• [PROBLEMA A RESOLVER] Enumera los lugares de México que el texto citado señala como aquellos donde ocurren con mayor recurrencia actos violentos contra las mujeres.

En cambio ellas, las Circes contemporáneas, nada pueden contra la ira masculina. Están obligadas a soportar, a callar, a retirarse del conflicto, aunque en ello se jueguen la vida y la dignidad.

Es frente a esta doble impostura que ellas están hoy protestando: contra el derecho de los varones a ejercer su ira incontenible contra las mujeres, y también a favor del derecho de las mujeres para que su propia ira, tan humana, justa y digna como la del mejor revolucionario, sirva para pacificar lo que hoy es un territorio en guerra.

La ira es justa cuando México ocupa el primer lugar de feminicidios en todo el continente americano. La ira es justa cuando México está en el primer lugar mundial respecto al delito de abuso sexual. La ira es justa cuando se vive en la Ciudad de México o en los estados de México, Jalisco, Aguascalientes o Querétaro, donde suceden con mayor recurrencia actos violentos contra las mujeres.

Y sin embargo, las mujeres habían estado obligadas a contenerse. Un número grande prefiere no denunciar porque han sido entrenadas para soportar; para no escalar la violencia señalando la responsabilidad del iracundo.

Las perores violencias se viven en la pareja y en el ámbito público, también en la esfera laboral y en la escuela. Mientras en el ámbito de la pareja la violencia más recia es la emocional, en la esfera de lo público se multiplica la frecuencia de las agresiones sexuales (Endireh, 2016).

El origen de estas expresiones de violencia se halla en la ira institucionalizada, en la furia normalizada de los varones; institucionalizada por las prácticas y las costumbres y también por las leyes, las normas y los procedimientos.

• [REGISTROS DE DATOS]
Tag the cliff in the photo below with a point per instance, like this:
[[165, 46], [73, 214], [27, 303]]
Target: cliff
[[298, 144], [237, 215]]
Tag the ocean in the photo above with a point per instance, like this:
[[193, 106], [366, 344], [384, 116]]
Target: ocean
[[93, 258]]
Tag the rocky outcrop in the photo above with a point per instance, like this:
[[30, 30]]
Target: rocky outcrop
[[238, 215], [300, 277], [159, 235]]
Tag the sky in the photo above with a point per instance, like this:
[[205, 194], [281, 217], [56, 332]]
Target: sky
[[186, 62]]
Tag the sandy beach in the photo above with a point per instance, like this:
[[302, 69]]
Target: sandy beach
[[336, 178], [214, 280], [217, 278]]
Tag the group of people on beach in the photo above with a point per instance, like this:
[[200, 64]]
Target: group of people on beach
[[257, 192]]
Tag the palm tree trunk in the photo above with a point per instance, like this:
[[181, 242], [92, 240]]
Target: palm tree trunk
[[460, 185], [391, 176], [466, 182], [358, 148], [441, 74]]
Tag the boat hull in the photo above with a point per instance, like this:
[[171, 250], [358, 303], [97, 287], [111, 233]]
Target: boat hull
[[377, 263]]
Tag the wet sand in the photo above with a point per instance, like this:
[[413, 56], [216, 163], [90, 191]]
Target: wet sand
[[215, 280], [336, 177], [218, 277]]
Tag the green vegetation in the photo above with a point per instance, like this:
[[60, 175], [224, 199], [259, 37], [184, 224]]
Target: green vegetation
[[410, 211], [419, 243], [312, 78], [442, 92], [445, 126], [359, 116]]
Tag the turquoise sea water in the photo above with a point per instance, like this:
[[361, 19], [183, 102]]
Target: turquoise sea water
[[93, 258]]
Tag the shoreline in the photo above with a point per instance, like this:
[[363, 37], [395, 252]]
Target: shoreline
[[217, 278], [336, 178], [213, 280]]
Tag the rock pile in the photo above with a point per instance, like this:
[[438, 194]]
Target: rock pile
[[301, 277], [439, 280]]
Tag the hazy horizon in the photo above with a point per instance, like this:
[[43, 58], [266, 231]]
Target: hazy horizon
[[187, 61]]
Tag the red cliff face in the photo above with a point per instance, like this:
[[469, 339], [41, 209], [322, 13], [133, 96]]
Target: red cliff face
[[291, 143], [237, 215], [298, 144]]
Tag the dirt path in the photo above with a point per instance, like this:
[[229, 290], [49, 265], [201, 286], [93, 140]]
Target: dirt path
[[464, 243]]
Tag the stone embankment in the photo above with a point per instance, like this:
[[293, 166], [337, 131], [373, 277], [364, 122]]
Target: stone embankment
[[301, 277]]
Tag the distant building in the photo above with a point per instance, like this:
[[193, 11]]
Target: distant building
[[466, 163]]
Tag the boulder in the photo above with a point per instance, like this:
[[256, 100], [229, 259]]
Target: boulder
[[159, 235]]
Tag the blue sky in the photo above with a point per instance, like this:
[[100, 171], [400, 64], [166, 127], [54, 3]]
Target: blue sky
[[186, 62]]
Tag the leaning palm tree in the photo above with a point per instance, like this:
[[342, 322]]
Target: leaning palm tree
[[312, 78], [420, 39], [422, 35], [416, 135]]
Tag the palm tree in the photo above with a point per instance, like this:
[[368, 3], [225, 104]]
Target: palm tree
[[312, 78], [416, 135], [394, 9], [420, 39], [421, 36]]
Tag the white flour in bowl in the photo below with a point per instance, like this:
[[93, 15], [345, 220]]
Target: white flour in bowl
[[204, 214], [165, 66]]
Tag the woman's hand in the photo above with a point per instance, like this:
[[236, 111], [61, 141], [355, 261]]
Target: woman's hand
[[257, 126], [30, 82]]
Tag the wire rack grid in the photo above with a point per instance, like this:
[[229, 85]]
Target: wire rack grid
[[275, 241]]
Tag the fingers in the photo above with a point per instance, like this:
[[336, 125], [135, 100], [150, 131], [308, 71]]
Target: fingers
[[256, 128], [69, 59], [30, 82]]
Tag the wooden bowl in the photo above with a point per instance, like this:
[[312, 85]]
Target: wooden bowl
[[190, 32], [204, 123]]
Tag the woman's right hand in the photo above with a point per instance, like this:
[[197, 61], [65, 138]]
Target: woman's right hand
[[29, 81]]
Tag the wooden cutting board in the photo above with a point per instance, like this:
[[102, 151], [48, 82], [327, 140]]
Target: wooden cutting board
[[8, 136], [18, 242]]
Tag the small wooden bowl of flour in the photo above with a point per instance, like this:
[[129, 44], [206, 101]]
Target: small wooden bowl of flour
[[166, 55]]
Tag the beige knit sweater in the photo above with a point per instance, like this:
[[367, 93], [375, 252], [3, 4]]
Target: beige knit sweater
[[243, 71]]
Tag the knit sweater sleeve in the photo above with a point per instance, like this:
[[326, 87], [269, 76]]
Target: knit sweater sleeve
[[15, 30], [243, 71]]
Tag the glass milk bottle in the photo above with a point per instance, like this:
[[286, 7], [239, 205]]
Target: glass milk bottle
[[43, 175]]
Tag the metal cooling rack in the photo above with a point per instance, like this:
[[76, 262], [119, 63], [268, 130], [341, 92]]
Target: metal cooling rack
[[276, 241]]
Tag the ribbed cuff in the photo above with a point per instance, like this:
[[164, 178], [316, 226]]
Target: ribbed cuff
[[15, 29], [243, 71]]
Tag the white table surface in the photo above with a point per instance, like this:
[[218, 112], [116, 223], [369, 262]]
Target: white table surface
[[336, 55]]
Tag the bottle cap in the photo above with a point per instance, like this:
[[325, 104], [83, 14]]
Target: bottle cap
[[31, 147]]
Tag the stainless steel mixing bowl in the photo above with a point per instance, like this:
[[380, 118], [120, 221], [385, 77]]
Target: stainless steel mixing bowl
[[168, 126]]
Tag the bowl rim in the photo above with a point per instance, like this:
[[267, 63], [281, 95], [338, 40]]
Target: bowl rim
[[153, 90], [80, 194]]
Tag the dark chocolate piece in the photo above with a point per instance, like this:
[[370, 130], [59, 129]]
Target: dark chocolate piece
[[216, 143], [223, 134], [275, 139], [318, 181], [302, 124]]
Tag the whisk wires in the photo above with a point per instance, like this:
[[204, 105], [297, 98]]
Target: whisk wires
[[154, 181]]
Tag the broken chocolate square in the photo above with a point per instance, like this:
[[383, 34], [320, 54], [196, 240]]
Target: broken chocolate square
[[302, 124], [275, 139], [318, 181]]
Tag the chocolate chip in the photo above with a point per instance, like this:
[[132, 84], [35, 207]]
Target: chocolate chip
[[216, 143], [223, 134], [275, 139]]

• [RESULTADO DE LA TAREA]
- Ciudad de México
- Estado de México
- Jalisco
- Aguascalientes
- Querétaro